- **Task prompt**:
Examine each line of the data. Copy the line if it includes the word "detect".

- **Provided records**:
┌────────

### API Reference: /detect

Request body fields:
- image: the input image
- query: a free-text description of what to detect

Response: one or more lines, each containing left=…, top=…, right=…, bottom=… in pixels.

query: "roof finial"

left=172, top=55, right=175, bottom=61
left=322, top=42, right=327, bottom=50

└────────

- **Written solution**:
### API Reference: /detect
- query: a free-text description of what to detect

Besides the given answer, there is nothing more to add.